Request 1: Please repeat the microchannel passage from "Combing Equation (4)" to "the circular microchannel.", swapping "boundary conditions" for "boundary constraints".
Request 2: List every symbol that the microchannel passage defines after the word "where", with its stated meaning.

Document segment:
◇ ◇ ◇ ◇ ◇ ◇ ◇

Combing Equation (4) and Equation (5) gives

$\frac{1}{r}\frac{\text{d}}{\text{d}r}\left(r\frac{\text{d}\psi \left(r\right)}{\text{d}r}\right)=\frac{2{n}_{0}{z}_{\nu}{e}_{0}}{\epsilon}\mathrm{sinh}\left[\frac{{z}_{\nu}{e}_{0}\psi \left(r\right)}{{k}_{b}T}\right]$ (6)

which is subject to the following boundary conditions

${\psi \left(r\right)|}_{r=R}={\psi}_{0}$, ${\frac{\text{d}\psi \left(r\right)}{\text{d}r}|}_{r=0}=0$ (7)

where
${\psi}_{0}$ is wall zeta potential, *r* is radial coordinate and *R* is radius of the circular microchannel.

◇ ◇ ◇ ◇ ◇ ◇ ◇

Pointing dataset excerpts
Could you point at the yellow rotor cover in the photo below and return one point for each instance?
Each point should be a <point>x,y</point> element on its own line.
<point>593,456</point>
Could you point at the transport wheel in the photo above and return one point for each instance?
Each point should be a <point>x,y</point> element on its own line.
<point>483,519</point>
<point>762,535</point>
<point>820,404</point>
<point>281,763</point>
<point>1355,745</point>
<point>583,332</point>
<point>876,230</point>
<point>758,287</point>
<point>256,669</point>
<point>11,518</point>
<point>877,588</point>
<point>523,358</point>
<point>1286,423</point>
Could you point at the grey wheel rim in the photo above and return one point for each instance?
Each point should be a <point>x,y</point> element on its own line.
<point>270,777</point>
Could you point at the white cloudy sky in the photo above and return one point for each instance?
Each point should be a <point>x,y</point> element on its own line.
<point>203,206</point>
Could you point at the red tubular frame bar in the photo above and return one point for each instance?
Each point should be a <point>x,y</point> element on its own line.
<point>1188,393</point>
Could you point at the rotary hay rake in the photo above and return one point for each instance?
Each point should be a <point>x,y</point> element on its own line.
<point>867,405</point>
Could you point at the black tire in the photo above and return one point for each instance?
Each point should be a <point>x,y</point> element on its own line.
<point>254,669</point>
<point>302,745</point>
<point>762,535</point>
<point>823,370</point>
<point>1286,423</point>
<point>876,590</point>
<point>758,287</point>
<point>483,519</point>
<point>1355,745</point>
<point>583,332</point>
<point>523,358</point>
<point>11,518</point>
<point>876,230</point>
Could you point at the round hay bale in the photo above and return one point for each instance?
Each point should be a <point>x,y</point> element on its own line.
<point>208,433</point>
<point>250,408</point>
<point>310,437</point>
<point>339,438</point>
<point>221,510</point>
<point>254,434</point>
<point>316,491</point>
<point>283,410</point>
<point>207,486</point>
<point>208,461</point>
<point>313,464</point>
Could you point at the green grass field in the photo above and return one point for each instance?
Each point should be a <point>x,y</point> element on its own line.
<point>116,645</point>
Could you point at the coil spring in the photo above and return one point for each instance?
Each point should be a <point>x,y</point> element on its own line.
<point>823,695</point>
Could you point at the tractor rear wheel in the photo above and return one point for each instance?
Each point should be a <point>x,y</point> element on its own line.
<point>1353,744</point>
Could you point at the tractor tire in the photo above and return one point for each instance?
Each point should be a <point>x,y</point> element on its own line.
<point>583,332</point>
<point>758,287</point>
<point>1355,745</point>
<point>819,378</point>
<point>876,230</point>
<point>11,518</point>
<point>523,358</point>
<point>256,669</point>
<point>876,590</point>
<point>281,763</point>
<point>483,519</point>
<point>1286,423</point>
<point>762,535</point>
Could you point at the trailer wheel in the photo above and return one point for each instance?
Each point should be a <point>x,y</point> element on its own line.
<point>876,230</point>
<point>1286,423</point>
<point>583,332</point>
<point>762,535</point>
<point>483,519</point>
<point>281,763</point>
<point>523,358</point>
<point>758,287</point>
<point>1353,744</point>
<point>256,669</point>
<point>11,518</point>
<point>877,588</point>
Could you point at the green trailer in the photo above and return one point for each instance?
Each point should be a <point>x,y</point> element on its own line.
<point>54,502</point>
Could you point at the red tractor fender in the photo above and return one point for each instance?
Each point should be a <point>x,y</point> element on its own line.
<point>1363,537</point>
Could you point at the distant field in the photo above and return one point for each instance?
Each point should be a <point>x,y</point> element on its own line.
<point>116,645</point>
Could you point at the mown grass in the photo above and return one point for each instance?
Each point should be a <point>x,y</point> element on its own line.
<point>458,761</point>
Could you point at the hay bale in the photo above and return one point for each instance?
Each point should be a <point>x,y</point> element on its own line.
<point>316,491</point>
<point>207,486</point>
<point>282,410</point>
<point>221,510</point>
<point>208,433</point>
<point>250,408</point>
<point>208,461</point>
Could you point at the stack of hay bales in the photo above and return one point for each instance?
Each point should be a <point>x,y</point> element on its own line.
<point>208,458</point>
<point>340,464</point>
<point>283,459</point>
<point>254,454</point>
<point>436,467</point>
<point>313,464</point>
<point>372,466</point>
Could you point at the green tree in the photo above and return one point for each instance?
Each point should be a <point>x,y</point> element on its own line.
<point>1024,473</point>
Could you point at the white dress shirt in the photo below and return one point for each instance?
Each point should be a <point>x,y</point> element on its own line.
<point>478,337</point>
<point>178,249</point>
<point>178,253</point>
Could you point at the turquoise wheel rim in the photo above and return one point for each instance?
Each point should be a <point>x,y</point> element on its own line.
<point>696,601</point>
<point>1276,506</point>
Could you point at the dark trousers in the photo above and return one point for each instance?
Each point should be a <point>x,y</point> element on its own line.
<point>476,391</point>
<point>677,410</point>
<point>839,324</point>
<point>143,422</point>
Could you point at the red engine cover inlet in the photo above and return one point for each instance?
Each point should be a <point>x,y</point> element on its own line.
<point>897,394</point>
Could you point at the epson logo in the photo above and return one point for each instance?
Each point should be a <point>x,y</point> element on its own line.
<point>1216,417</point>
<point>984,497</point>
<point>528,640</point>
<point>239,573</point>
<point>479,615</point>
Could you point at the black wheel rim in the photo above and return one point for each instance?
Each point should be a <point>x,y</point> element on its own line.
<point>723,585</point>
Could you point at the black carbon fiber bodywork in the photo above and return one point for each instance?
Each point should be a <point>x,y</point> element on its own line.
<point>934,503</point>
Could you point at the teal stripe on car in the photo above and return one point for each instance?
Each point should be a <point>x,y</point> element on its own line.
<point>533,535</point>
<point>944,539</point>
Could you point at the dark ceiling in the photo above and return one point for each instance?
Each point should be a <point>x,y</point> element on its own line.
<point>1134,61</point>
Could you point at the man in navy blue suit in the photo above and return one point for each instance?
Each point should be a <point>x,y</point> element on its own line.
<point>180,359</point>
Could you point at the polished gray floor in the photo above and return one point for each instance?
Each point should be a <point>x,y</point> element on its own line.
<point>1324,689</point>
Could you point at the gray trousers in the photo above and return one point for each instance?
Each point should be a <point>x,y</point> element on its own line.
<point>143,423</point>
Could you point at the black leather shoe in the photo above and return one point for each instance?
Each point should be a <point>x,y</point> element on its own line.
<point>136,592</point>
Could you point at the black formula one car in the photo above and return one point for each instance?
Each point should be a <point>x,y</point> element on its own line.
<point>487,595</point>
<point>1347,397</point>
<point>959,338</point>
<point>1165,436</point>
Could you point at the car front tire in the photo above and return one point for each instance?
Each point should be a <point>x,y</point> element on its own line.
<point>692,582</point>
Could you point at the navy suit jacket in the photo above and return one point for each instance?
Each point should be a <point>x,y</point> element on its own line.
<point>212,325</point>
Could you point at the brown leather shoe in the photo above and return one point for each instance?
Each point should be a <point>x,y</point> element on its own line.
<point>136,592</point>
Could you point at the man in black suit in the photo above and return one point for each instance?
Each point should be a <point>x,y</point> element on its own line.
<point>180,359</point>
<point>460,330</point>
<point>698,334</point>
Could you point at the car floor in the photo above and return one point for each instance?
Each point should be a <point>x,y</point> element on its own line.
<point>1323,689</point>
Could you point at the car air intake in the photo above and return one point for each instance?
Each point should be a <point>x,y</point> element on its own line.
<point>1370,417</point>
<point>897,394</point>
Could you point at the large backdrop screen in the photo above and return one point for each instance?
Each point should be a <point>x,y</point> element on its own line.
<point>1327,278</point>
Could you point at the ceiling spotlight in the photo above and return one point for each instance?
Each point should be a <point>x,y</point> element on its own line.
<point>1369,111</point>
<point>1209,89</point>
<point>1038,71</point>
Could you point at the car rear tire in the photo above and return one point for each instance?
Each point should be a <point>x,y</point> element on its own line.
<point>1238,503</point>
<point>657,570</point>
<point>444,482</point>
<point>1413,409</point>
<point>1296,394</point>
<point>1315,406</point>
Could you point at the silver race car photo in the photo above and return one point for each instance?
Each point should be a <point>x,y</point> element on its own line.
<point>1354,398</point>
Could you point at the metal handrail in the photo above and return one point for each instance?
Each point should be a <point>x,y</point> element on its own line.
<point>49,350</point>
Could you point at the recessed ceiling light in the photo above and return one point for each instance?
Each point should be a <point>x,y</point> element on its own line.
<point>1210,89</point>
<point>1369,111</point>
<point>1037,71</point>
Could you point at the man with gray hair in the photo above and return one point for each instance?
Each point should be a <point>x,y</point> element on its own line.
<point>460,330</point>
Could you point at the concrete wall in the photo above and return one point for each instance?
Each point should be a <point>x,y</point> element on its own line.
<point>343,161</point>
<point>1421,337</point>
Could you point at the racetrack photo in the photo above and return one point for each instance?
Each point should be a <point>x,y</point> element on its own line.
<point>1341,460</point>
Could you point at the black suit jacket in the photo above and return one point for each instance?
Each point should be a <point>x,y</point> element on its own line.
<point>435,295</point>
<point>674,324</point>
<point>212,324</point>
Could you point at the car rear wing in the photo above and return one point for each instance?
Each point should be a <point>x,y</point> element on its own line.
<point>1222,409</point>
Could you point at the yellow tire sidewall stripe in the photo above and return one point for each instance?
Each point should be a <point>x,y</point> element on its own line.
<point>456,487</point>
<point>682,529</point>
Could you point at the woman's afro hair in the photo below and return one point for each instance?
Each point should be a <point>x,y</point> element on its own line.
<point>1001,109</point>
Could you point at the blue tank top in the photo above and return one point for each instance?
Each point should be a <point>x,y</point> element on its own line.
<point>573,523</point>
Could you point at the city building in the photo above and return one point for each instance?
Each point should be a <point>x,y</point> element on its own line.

◇ ◇ ◇ ◇ ◇ ◇ ◇

Response 1:
Combing Equation (4) and Equation (5) gives

$\frac{1}{r}\frac{\text{d}}{\text{d}r}\left(r\frac{\text{d}\psi \left(r\right)}{\text{d}r}\right)=\frac{2{n}_{0}{z}_{\nu}{e}_{0}}{\epsilon}\mathrm{sinh}\left[\frac{{z}_{\nu}{e}_{0}\psi \left(r\right)}{{k}_{b}T}\right]$ (6)

which is subject to the following boundary constraints

${\psi \left(r\right)|}_{r=R}={\psi}_{0}$, ${\frac{\text{d}\psi \left(r\right)}{\text{d}r}|}_{r=0}=0$ (7)

where
${\psi}_{0}$ is wall zeta potential, *r* is radial coordinate and *R* is radius of the circular microchannel.

Response 2:
- ψ₀: wall zeta potential
- r: radial coordinate
- R: radius of the circular microchannel